**EXCERPTED PASSAGE:**
*** Block opens ***

3 Reasons Why The Hedonic Treadmill Will Get You Nowhere

Have you ever found yourself thinking or saying “I’ll be happy when……”? If so, it’s likely you’ve been on the Hedonic treadmill. Unlike a real treadmill, we usually don’t recognize when we are pacing on the hedonic treadmill.

What the heck is a “hedonic treadmill”?! The hedonic treadmill effect is the tendency of people to quickly return to their baseline level of happiness despite getting a small win (“I beat the traffic light before it turned red”) or a major score (“congratulations, you won the lottery!”). The good news is that it works both ways and we naturally rebound from negative events as well. The bad news is that it becomes insidious when we stride on that treadmill “to get more” and “be happy when……”.  Because even when you get what you’re after and were you want to go, you just never quite seem to arrive.

I know I’ve been on that treadmill before. How about you?

In his excellent book “The Law of Happiness: How Spiritual Wisdom and Modern Science Can Change Your Life” Henry Cloud points out at least three reasons why  thinking “I’ll be happy when I get…….the new house, the new job, the new relationship, the bigger bank account, etc.” and other circumstantial things is a treadmill mindset that will not make you happy:

  1. External circumstances do not have the inherent power to bring us happiness- a lot of the desires and wants we think will make us happy just don’t have the staying power to fulfill. They are simply temporary “states” we find ourselves in.  The associated emotion fades once “it” is achieved or obtained or your circumstances change. Return to set point. Ironically, the very thing or achievement can then become a source of angst if we begin to worry or fear losing it.

*** Block closes ***

**GIVEN ENTRIES:**

*** Block opens ***

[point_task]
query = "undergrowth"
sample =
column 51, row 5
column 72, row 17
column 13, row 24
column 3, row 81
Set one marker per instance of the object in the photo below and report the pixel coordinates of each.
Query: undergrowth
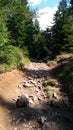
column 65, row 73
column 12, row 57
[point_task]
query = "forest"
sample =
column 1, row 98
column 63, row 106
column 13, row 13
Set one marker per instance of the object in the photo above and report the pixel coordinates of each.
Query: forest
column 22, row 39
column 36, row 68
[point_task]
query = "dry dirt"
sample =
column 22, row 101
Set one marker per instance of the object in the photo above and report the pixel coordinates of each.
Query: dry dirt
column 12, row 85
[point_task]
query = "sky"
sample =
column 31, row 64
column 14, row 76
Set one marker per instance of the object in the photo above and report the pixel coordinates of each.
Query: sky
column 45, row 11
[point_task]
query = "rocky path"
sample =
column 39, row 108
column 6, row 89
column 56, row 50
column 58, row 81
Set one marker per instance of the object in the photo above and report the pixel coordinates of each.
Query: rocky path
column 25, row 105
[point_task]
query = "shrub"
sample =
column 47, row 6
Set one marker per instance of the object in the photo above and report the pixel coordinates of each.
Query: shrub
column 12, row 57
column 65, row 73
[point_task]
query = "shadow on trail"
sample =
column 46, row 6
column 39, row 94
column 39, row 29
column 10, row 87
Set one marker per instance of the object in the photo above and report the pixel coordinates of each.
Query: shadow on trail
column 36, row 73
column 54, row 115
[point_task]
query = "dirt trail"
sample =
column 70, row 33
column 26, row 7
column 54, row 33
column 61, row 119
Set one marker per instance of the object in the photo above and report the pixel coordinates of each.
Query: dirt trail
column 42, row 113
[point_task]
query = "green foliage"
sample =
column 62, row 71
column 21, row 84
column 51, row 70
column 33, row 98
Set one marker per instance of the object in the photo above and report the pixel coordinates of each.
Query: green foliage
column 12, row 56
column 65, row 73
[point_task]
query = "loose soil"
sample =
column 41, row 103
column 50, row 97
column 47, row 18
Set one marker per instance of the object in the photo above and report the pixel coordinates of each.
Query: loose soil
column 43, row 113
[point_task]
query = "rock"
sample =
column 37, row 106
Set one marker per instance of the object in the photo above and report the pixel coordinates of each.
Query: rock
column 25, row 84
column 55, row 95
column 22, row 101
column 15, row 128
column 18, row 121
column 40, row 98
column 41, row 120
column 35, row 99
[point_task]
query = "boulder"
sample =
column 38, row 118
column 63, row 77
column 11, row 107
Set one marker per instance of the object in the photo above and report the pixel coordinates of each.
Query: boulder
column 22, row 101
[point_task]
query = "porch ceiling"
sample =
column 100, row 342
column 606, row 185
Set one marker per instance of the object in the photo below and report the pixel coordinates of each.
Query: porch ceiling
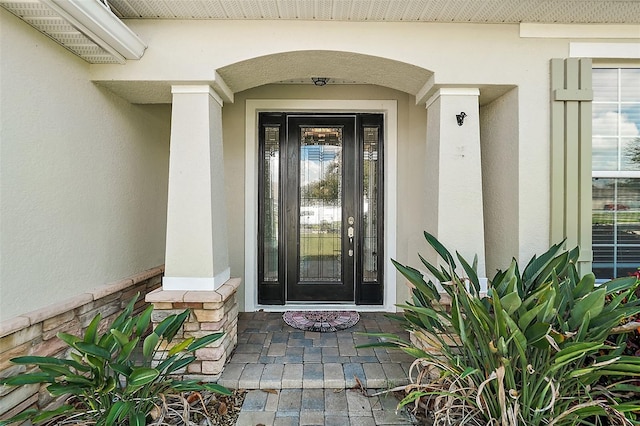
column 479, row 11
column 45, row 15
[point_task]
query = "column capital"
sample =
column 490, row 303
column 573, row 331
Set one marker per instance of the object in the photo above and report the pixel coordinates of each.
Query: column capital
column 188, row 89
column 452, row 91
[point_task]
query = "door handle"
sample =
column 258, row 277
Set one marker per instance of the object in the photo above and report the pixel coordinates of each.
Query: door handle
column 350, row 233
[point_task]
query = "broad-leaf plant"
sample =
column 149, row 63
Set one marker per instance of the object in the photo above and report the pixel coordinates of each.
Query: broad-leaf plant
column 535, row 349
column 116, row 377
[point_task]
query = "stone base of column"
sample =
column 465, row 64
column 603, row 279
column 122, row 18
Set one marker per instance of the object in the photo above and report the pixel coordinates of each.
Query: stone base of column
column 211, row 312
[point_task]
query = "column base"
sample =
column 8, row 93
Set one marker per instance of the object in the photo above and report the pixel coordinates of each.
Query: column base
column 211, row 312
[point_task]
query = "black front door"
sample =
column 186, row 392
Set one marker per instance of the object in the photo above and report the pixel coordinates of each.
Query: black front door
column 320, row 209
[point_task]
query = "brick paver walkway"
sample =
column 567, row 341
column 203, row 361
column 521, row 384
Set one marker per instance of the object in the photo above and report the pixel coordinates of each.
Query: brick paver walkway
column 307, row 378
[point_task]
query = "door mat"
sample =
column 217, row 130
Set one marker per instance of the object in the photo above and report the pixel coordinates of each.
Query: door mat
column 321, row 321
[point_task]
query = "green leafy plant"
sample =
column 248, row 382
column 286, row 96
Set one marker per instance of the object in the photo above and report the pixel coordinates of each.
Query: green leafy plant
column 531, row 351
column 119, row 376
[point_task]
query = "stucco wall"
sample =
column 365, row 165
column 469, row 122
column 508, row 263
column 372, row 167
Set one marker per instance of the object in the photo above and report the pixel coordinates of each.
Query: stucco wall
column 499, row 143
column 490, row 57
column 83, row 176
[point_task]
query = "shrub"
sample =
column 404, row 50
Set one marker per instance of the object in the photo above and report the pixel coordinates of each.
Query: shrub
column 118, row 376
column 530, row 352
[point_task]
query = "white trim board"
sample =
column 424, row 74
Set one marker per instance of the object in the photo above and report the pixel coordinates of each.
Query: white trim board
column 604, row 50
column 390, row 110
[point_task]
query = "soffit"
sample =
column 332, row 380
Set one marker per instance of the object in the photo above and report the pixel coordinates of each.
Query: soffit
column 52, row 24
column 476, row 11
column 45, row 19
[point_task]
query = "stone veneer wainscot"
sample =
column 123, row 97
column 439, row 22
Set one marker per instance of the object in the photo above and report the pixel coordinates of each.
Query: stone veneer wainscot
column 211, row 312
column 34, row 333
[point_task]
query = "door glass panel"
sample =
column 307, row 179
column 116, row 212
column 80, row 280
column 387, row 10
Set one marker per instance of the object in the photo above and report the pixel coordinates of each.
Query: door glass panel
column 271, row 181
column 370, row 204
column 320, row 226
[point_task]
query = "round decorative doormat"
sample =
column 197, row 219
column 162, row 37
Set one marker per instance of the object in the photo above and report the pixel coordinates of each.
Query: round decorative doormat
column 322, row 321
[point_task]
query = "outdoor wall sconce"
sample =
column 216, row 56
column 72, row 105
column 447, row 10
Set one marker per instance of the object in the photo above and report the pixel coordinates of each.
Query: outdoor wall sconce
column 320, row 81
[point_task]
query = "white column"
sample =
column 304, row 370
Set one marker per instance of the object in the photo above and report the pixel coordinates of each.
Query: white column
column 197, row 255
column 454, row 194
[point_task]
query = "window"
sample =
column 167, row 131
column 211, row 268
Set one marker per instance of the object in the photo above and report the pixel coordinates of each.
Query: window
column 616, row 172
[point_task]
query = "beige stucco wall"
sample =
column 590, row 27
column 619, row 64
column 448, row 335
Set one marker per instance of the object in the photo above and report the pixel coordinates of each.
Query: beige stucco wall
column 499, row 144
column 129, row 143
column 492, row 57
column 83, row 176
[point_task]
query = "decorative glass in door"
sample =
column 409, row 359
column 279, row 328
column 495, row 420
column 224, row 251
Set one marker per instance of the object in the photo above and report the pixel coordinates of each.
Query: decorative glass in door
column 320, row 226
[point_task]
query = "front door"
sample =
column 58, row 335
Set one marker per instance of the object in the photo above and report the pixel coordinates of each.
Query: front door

*** Block closes ***

**ACTIVITY LIST:**
A - Write out the part of the hedonic treadmill article between "3 Reasons Why" and "are pacing on the hedonic treadmill.", inclusive.
B - Which book by Henry Cloud does the hedonic treadmill article cite?
C - Carry the hedonic treadmill article forward from its final sentence.
The records have no connection to the hedonic treadmill article.

**RESPONSES PER TASK:**
A -
3 Reasons Why The Hedonic Treadmill Will Get You Nowhere

Have you ever found yourself thinking or saying “I’ll be happy when……”? If so, it’s likely you’ve been on the Hedonic treadmill. Unlike a real treadmill, we usually don’t recognize when we are pacing on the hedonic treadmill.

B - "The Law of Happiness: How Spiritual Wisdom and Modern Science Can Change Your Life."

C -
  2. Circumstantial happiness doesn’t last– circumstances are just that: circumstantial. Not only can they change, they most definitely will. In addition, circumstances typically only account for 10% of our happiness. I could identify with his comment that whether or not he was called Henry or Dr. Cloud, his happiness had more to do with whether he was practicing the laws of happiness than with the fact he had a degree.  I had a similar experience. In fact, it was made even more poignant by the way my grandmother proudly introduced me to her friends shortly after I earned my Ph.D. She said “….he’s a doctor now, but not the kind that can really help anybody”. I knew she meant to say that I wasn’t a medical doctor. However, it was a little humbling and deflating non-the-less. Return to set point.
  3. We ignore things that can boost our levels of happiness when we chase the ones that can’t- Just like your body needs certain nutrients to make it healthy, your heart, mind, and soul need certain practices to stay healthy. There are too many to list, but some include self-regulation, confidence, novelty, relationship, intentional worship, giving, personal growth, and making steady progress in the pursuit of meaningful goals.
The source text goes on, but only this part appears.